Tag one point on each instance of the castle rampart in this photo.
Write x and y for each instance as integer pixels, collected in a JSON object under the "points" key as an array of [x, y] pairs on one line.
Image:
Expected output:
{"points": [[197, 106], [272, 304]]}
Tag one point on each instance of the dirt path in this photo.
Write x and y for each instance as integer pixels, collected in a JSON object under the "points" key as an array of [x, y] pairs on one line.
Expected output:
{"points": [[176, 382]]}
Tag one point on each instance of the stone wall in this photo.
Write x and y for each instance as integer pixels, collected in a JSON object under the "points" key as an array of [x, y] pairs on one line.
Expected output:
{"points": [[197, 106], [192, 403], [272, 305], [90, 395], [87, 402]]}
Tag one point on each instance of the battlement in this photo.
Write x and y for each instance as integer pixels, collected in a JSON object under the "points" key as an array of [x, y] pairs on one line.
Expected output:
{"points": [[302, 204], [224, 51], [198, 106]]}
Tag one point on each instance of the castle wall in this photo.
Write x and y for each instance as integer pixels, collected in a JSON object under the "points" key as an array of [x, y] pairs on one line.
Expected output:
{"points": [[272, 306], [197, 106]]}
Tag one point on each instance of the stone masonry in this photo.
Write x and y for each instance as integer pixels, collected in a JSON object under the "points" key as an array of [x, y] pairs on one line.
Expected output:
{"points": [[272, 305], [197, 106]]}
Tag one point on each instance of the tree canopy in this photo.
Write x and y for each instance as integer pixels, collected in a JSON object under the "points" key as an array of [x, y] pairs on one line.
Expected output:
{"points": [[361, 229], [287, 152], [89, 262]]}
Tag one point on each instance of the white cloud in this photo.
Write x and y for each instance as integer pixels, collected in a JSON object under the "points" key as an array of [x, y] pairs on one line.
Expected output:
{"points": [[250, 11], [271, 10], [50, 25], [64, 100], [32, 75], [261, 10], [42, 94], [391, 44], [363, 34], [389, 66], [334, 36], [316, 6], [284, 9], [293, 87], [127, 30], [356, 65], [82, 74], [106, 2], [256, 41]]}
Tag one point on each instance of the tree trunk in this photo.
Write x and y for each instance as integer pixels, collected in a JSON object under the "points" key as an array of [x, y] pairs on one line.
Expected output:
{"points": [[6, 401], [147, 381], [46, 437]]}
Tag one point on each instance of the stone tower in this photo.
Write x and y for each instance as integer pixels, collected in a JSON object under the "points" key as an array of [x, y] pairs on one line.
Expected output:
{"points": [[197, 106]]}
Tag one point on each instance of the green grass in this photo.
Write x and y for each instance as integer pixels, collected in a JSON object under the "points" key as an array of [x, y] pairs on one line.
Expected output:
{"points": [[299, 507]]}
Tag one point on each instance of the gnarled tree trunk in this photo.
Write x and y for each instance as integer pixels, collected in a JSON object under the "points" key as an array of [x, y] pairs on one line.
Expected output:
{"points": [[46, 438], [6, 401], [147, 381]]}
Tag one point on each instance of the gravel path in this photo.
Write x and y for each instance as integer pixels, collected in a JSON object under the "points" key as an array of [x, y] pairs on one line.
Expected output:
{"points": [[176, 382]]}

**Assigned task**
Please reproduce exactly the lines above, beginning with the first and ending with the line that contains "Tag one point on each instance of the battlement", and include nothing outside that range.

**Answer to this exercise**
Tag one point on each instance of the castle rampart in this photo.
Write x and y for each instance as integer pixels, collected in a JSON object under the "points" key as an array of [x, y] pairs on one line.
Image:
Expected output:
{"points": [[197, 106], [272, 304]]}
Tag one point on each instance of the dirt path in this photo.
Write x and y for each instance as integer pixels, collected in a JSON object under the "points" key as an array of [x, y] pairs on one line.
Expected output:
{"points": [[176, 382]]}
Tag one point on each instance of the stone wall in this photo.
Write x and y for each instance as integer pixels, collected in a JSON object under the "points" key as an array of [x, y] pairs on one line.
Expected output:
{"points": [[197, 106], [192, 403], [272, 305], [90, 395], [87, 402]]}
Tag one point on each instance of the battlement in this photo.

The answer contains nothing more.